WHAT THE EXERCISE ASKS ▸
Repeat the records below exactly.

ENTRIES SHOWN ▸
-- begin --
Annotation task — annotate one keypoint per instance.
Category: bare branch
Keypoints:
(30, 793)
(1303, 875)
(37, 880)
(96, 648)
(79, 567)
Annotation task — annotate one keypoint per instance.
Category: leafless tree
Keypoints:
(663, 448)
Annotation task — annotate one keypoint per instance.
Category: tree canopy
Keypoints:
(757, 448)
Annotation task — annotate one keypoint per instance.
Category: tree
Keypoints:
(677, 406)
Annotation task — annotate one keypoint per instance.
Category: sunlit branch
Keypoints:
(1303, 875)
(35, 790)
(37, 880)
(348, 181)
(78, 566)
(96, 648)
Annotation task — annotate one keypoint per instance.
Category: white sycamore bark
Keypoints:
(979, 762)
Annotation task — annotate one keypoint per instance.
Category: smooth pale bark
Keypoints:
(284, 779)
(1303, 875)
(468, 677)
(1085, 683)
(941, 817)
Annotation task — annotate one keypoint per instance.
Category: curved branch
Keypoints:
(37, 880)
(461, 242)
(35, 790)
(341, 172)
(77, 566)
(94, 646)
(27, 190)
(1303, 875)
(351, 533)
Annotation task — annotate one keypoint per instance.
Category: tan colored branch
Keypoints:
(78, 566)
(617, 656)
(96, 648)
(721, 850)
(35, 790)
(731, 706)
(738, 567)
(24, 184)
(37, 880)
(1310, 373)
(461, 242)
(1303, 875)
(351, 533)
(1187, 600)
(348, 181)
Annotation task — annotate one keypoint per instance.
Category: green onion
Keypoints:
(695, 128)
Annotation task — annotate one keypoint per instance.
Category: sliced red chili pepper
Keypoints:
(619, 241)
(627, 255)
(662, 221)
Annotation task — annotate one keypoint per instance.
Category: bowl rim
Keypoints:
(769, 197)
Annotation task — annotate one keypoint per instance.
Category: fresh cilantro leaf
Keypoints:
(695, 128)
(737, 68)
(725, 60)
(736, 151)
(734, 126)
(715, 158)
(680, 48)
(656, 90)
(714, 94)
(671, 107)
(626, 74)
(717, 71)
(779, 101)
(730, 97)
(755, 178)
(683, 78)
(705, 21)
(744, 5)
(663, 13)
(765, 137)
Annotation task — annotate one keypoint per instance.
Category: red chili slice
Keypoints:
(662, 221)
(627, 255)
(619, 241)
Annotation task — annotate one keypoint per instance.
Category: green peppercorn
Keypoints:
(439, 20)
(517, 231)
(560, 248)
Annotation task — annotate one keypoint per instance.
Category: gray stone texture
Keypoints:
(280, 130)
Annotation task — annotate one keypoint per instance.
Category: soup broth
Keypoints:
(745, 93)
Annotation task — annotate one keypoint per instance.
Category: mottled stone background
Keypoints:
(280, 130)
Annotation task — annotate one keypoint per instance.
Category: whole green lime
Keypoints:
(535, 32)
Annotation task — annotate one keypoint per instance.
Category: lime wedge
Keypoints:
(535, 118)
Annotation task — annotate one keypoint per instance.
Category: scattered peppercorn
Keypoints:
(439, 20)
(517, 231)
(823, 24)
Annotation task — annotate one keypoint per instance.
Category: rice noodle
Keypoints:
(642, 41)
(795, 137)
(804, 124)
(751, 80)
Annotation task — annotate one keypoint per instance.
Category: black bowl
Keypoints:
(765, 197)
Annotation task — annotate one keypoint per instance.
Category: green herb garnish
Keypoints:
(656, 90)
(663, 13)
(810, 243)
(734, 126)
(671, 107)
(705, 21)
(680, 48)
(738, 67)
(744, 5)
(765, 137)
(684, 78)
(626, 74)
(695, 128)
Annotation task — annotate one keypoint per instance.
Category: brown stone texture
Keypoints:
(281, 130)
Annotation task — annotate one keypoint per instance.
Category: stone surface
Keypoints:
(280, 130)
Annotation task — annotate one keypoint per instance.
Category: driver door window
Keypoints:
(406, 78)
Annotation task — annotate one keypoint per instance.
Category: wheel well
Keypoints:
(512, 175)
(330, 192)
-- end --
EXERCISE RESPONSE ▸
Annotation task — annotate one keypoint per instance.
Category: bare branch
Keypoints:
(30, 793)
(1303, 875)
(37, 880)
(96, 648)
(79, 567)
Annotation task — annotate one keypoint per instance.
Category: leafless tree
Keypoints:
(663, 448)
Annotation task — annotate one keypoint per instance.
Category: tree canopy
Keypoints:
(757, 448)
Annotation task — annotate one keypoint per instance.
Category: tree
Keypoints:
(677, 406)
Annotation task — annotate one keypoint per instance.
Category: sunlit branch
Keypoints:
(1303, 875)
(35, 790)
(37, 880)
(348, 181)
(78, 566)
(96, 648)
Annotation task — annotate one keypoint per instance.
Category: white sycamore bark
Keypoints:
(979, 762)
Annotation task — annotate one keypoint per instance.
Category: smooth pale bark
Keypoints:
(284, 779)
(1303, 875)
(468, 677)
(1085, 683)
(941, 817)
Annotation task — annotate one keypoint per instance.
Category: curved branch
Keypoints:
(37, 880)
(461, 242)
(35, 790)
(341, 172)
(77, 566)
(94, 646)
(27, 190)
(1303, 875)
(351, 533)
Annotation task — annotate one keypoint per instance.
Category: tan colored branch
Keypoints:
(78, 566)
(617, 656)
(96, 648)
(721, 850)
(35, 790)
(731, 706)
(738, 567)
(24, 184)
(37, 880)
(1310, 373)
(461, 242)
(1303, 875)
(351, 533)
(1187, 600)
(348, 181)
Annotation task — annotate one keypoint per instance.
Category: green onion
Keypoints:
(695, 128)
Annotation task — annotate one keypoint per instance.
Category: sliced red chili pepper
Keypoints:
(619, 241)
(627, 255)
(662, 221)
Annotation task — annotate one keypoint per instance.
Category: bowl rim
Keypoints:
(769, 197)
Annotation task — annotate one keypoint per instance.
Category: fresh cilantro leaf
Keypoints:
(695, 128)
(737, 68)
(725, 60)
(736, 151)
(734, 126)
(715, 158)
(680, 48)
(656, 90)
(714, 94)
(671, 107)
(626, 74)
(717, 71)
(779, 101)
(730, 97)
(755, 178)
(683, 78)
(705, 21)
(744, 5)
(663, 13)
(765, 137)
Annotation task — annotate one keypoint per instance.
Category: red chili slice
Keypoints:
(662, 221)
(627, 255)
(619, 241)
Annotation task — annotate one keypoint per instance.
Category: green peppercorn
Keypoints:
(439, 20)
(517, 231)
(560, 248)
Annotation task — annotate one keypoint per instance.
Category: gray stone texture
Keypoints:
(280, 130)
Annotation task — annotate one keypoint per instance.
Category: soup broth
Keypoints:
(745, 93)
Annotation task — annotate one keypoint per instance.
Category: mottled stone background
Keypoints:
(280, 130)
Annotation task — annotate one keypoint per instance.
Category: whole green lime
Keypoints:
(535, 32)
Annotation task — annotate one keypoint per instance.
Category: lime wedge
Keypoints:
(535, 118)
Annotation task — annotate one keypoint per instance.
Category: scattered peppercorn
Keypoints:
(439, 20)
(517, 231)
(823, 24)
Annotation task — annotate one keypoint per instance.
Category: rice noodle
Keypoints:
(642, 41)
(795, 137)
(804, 124)
(751, 80)
Annotation task — annotate one keypoint per instance.
Category: black bowl
Keypoints:
(765, 197)
Annotation task — annotate one keypoint per instance.
Category: green herb garnish
Keypoints:
(656, 90)
(663, 13)
(810, 243)
(734, 126)
(671, 107)
(705, 21)
(680, 48)
(738, 67)
(744, 5)
(765, 137)
(684, 78)
(626, 74)
(695, 128)
Annotation task — annotate one keypoint per instance.
Category: brown stone texture
Keypoints:
(281, 130)
Annotation task — annotate one keypoint per instance.
Category: stone surface
Keypoints:
(280, 130)
Annotation task — annotate one keypoint per instance.
Category: driver door window
Keypoints:
(406, 78)
Annotation task — annotate one keypoint per instance.
Category: wheel well
Keypoints:
(512, 175)
(330, 192)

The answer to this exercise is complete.